** Instructions for the task **
Scale the items from the line holding "of the yellow" through the end of the items, inclusive, and write only those lines again, requests included. Multiply each coordinate in the answers by 0.9 and round it to a whole number, with halves rounding up; leave the requests unchanged.
+++++
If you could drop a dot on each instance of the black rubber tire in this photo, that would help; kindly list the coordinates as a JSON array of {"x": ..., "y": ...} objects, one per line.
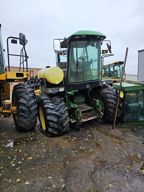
[
  {"x": 55, "y": 116},
  {"x": 24, "y": 99},
  {"x": 109, "y": 97}
]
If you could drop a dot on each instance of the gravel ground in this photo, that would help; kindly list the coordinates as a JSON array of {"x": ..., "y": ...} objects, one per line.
[{"x": 94, "y": 159}]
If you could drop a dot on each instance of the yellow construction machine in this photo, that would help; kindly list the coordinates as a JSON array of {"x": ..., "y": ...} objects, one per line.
[{"x": 18, "y": 100}]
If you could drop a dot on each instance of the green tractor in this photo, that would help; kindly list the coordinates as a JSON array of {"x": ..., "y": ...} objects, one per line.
[
  {"x": 74, "y": 92},
  {"x": 132, "y": 101}
]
+++++
** Solution **
If you could drop a dot on each instance of the yellow construction machine in this photo, that would help; kindly list the coordinates as a JSON array of {"x": ..., "y": ...} objects, one per line.
[{"x": 16, "y": 90}]
If you could drop a dot on each instance of the green tractor in this photo, that would help; kindly list the coordinates as a JSON array of {"x": ..., "y": ...} objects, one per line.
[
  {"x": 67, "y": 83},
  {"x": 119, "y": 91}
]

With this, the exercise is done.